Given records

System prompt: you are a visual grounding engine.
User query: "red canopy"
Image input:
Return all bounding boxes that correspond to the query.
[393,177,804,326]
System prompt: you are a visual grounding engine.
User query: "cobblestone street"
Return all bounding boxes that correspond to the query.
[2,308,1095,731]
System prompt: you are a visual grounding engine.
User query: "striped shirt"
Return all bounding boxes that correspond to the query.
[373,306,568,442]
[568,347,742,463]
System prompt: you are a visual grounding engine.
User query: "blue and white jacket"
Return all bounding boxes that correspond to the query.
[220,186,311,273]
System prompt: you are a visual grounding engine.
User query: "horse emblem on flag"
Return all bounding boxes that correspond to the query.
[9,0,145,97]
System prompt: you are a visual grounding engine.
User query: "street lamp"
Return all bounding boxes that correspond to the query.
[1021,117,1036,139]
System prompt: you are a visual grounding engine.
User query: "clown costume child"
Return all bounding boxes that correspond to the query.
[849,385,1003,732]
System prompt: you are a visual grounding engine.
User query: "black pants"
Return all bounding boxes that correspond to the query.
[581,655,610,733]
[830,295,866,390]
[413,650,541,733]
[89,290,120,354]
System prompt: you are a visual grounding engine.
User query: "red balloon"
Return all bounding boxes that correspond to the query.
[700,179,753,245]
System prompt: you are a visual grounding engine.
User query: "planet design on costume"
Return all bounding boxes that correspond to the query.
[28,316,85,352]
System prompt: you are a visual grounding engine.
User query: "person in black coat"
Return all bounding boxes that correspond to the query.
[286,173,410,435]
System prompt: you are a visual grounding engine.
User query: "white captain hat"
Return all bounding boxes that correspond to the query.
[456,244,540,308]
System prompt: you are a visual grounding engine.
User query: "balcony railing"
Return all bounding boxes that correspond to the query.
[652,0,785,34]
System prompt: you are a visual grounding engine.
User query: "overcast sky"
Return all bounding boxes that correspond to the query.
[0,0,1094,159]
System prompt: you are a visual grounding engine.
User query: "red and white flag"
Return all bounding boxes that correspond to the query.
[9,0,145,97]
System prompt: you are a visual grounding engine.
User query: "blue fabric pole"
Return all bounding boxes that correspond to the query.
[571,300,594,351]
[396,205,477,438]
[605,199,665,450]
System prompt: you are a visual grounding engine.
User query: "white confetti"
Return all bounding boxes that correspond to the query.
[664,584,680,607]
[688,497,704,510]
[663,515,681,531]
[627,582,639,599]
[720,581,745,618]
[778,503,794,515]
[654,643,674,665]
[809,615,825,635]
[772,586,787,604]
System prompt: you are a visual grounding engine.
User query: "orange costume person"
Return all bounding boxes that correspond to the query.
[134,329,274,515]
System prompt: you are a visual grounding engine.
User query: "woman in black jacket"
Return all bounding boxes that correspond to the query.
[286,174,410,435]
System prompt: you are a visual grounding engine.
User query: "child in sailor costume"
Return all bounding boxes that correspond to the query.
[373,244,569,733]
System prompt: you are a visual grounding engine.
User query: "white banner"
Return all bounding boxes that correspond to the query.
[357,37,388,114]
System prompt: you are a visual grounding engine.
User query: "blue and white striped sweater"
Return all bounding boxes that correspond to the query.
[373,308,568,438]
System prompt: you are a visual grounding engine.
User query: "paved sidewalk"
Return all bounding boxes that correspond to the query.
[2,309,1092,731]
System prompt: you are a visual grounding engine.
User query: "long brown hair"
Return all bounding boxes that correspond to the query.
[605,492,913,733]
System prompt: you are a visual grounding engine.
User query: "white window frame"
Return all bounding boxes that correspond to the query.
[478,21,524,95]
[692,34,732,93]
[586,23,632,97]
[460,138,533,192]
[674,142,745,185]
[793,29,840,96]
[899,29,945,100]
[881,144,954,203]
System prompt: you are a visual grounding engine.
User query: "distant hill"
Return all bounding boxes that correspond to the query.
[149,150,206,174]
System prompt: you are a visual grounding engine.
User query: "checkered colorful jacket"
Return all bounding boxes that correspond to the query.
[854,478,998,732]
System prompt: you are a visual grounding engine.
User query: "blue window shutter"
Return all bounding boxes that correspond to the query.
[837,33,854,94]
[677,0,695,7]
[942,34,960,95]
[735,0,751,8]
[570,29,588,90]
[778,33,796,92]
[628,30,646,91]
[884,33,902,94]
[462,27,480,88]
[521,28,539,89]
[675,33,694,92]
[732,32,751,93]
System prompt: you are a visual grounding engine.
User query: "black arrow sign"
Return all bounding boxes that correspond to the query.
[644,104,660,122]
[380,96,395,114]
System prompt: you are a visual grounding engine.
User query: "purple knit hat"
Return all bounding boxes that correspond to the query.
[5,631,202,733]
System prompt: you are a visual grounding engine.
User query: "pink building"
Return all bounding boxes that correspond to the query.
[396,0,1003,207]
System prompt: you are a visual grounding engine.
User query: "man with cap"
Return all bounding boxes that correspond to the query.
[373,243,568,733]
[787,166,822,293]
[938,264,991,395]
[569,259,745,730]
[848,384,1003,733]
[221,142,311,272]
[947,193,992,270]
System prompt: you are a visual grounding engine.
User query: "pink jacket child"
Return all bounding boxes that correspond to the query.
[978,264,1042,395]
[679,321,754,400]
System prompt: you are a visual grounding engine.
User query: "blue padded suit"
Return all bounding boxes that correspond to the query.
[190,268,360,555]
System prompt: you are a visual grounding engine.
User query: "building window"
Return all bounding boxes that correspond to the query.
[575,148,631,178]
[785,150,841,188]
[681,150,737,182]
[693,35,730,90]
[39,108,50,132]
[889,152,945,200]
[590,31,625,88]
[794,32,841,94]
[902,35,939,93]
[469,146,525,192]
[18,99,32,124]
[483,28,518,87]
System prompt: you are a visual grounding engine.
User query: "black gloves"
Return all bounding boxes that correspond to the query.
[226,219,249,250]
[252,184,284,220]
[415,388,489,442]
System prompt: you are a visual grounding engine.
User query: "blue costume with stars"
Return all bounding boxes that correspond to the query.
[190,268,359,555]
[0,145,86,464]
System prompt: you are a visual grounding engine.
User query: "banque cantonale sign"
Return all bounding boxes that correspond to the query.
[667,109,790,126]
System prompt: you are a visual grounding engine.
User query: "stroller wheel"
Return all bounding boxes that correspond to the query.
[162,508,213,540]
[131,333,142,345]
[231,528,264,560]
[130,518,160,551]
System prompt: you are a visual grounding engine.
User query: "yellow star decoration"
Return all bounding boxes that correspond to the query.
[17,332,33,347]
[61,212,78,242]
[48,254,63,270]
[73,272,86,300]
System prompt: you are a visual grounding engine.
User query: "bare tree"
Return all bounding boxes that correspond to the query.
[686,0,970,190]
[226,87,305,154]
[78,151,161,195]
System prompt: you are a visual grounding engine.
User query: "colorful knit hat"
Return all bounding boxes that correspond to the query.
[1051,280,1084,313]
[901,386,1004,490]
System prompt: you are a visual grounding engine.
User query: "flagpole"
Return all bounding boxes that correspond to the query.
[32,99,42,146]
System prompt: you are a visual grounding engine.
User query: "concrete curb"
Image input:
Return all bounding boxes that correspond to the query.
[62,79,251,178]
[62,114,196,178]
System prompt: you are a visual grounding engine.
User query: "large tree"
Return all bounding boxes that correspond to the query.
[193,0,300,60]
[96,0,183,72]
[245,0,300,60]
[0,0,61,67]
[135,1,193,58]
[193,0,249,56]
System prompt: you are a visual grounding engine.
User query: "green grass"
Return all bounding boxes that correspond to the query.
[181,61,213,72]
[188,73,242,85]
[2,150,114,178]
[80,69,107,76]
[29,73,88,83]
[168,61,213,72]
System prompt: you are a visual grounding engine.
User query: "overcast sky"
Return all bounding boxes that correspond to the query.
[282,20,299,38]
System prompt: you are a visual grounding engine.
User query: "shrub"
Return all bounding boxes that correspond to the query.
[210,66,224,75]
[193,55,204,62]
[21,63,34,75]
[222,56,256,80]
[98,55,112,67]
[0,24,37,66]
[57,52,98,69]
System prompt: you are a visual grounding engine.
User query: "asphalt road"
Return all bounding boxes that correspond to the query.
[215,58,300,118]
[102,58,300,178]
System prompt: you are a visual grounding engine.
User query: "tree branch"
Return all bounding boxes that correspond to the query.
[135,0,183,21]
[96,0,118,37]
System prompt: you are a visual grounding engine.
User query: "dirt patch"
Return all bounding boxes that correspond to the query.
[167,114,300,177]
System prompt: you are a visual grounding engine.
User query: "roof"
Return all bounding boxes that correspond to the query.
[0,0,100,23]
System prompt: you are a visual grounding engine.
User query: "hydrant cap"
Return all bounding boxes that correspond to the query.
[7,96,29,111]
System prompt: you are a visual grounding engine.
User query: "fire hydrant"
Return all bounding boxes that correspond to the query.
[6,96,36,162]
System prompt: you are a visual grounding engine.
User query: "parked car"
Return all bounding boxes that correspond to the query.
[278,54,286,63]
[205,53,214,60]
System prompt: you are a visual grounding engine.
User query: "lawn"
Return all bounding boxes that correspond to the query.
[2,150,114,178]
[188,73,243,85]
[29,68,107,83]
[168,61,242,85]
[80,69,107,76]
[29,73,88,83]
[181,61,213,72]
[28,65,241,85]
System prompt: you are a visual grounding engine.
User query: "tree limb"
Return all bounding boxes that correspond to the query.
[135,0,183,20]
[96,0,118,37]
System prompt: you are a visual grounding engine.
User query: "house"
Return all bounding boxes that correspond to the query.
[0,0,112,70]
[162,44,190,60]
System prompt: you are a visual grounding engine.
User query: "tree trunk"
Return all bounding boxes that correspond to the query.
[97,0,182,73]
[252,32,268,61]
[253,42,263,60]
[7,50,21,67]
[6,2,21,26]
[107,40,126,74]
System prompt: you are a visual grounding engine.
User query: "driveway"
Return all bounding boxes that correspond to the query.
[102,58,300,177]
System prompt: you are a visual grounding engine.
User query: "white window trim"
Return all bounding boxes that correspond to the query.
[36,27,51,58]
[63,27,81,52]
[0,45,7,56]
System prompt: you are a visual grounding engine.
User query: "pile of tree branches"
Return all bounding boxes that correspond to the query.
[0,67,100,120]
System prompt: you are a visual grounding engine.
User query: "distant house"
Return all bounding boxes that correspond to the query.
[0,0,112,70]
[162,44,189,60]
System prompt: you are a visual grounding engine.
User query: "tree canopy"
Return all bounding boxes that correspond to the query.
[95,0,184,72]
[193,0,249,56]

Brief
Write out every line of the entries that holds the word "building".

Your response
User query: "pink building"
User query: "building window"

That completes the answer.